Extend the essay below on laws, coercion and shared responsibility, starting right after its last sentence.

··· Source excerpt

Here is a hard thing. “The only way to grow out of the state is to not treat it as an alien “other” but as a reflection of a violence-addicted culture.”
We, you and I, commit violence against others with our laws, with our regulations, with our prisons.
You and I have blood on our hands. Our lawmakers ensure it.
For every evil a state-enforced regulation alleviates, it perpetrates more, maybe many more, maybe many times worse. You and I are responsible.
When one causes suffering, that one is responsible. When our government, our state, our laws, our police cause suffering, we are all responsible. All of us have the blood on our hands.
“Don’t be evil,” the saying goes. What is evil? It is at least the causing of suffering unnecessarily. Do our prohibitions cause suffering? Yes. You know our drug laws, our prostitution laws, our petty prohibitions of this and that, our requirement of this or that, they all cause suffering. They all result in harming people and families in prisons and other obvious harms. Why continue?
“I would rather be exposed to the inconveniencies attending too much liberty than those attending too small a degree of it.” Thomas Jefferson, Philadelphia Dec. 23. 1791.
If we live to “protect,” how? How can we protect anyone older than about six years? We can only protect people by imposing on them. Coercion is evil. Coercion is always evil. Why commit evil to protect? There is one reasonable justification: when the evil prevented is obviously worse than the evil imposed by the coercion, when that evil prevented was clear, present, and imminent.
Coercion, imposition of law, needs to be stripped of its layers and accoutrements, especially the pretty ones. We pretend our laws are for the good, but what good? Strip the law down to its ultimate: Every law has you, ultimately, holding a gun to someone’s head and saying, “Comply or else!”

······
··· Records

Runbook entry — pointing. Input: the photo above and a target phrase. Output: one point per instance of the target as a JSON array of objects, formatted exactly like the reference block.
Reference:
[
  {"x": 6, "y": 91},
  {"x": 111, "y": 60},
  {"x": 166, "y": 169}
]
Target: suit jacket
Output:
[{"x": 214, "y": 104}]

······
··· Records

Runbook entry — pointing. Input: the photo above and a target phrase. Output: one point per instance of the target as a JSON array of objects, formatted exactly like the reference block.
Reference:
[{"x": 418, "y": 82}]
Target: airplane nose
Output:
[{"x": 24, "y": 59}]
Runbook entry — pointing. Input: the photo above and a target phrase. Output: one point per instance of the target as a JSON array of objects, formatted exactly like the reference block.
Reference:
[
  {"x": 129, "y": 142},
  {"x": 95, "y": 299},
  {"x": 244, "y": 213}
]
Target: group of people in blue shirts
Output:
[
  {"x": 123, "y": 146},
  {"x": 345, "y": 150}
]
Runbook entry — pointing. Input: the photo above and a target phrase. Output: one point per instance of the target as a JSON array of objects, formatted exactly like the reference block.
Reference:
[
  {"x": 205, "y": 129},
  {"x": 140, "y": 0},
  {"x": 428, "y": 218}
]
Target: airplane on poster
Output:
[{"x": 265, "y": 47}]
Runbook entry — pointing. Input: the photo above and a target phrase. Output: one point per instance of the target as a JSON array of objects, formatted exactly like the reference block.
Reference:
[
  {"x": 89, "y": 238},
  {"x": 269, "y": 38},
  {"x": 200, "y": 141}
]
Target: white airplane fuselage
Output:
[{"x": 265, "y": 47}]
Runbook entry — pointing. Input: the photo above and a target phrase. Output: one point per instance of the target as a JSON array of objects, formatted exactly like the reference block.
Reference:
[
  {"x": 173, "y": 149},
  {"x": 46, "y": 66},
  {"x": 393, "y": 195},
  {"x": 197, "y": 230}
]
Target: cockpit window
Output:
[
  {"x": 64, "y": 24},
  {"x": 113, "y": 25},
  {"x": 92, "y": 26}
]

······

### The answer
You scoff. You recoil. You would never do that. Heck, you may even protest you own no gun, you may even claim you’ve never held a gun, but did you vote? Did you pay taxes? Don’t you sanction the police, at least when you need them? Did you cheer when the law passed? “No more texting and driving,” you cried in triumph. Yet, what of the young person who does so anyway, who is seen, caught red-handed, by an officer of the law? Who, when the siren sounds and the lights flash, refuses to submit? What then? High speed chase? Property damage, injury, loss of life? All because you insisted on assigning enforcement, the guys with the guns, to enforce your coercive, self-serving, even narcissistic and egotistical, will.
You! You supported that. You are responsible. There is blood on your hands.
We must change our ways. We must change our laws. We must abandon punishment in our civic culture. We all know what harm is. When there is a responsible party, intentional, negligent, or something similar, we understand justice. We understand the harm, the wrong, must be set right in some way. Punishing the responsible party is seldom warranted. Locking the person in a cage, how have we remained so evil so long?
When someone is harmed, we must find ways to set it right, ways that may involve substantial hardship for the responsible party. We can be reasonable, merciful, and still see justice done.
The old rule of eye-for-eye and life-for-life may need to be applied on rare occasions, but we normally have much more rational, even more effective, options.
Imposing harm willingly is the height of evil. Yet, we do it every day.
We harm those who violate our laws daily, and we harm those who love them or depend on them. We cause the harm, and we know it! That is the evil of our society, not supposed slights and unconscious bias.
Our laws need to focus on harm done and reparation. We must abandon punishment in most civil and criminal matters. We must figure out how to stop locking up all but our most dangerous fellow humans.
Here is another idea we must internalize, “There, but for the grace of God, go I.”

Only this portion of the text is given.